* Required action
Each entry below is to be copied out exactly and in full.

Stored dataset items:
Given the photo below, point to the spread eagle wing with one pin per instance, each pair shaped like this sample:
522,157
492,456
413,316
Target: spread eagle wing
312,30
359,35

* Written response
Given the photo below, point to the spread eagle wing with one pin per instance, each pair shaped like this sample:
522,157
492,456
413,316
Target: spread eagle wing
312,30
359,35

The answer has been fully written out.